**Prompt**
How many lines of the items below contain the word "white"? Give only the number.

**Information provided**
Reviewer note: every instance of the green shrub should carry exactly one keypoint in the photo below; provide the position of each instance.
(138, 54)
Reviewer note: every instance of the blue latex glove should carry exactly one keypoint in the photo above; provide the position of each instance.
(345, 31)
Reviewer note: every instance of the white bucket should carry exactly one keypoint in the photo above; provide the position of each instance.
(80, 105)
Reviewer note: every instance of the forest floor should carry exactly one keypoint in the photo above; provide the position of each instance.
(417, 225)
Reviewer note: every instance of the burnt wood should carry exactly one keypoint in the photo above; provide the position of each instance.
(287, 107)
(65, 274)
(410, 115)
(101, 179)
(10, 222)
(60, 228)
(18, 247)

* * *

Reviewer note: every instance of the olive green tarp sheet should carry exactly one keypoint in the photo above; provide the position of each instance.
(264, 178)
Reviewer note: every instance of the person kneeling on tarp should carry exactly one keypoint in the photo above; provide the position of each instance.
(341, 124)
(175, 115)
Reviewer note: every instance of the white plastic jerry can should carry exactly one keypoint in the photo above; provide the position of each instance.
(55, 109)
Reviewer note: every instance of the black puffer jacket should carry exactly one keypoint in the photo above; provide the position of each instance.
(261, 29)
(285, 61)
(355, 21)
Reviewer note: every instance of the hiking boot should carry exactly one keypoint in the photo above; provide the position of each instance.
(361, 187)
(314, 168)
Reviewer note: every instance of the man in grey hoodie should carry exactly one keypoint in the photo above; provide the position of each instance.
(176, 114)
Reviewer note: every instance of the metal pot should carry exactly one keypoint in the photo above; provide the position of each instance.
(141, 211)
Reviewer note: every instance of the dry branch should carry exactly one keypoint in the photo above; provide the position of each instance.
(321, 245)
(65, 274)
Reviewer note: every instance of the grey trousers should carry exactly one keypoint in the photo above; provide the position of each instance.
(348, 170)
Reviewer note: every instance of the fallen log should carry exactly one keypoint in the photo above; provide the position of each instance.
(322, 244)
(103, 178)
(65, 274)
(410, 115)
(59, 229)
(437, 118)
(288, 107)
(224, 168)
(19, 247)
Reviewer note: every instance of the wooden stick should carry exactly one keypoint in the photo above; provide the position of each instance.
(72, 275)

...

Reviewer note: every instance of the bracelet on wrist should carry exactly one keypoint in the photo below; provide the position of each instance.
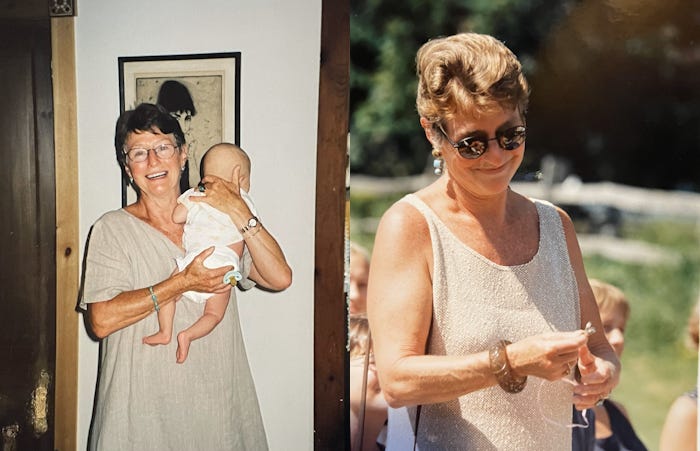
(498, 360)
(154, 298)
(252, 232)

**The answer**
2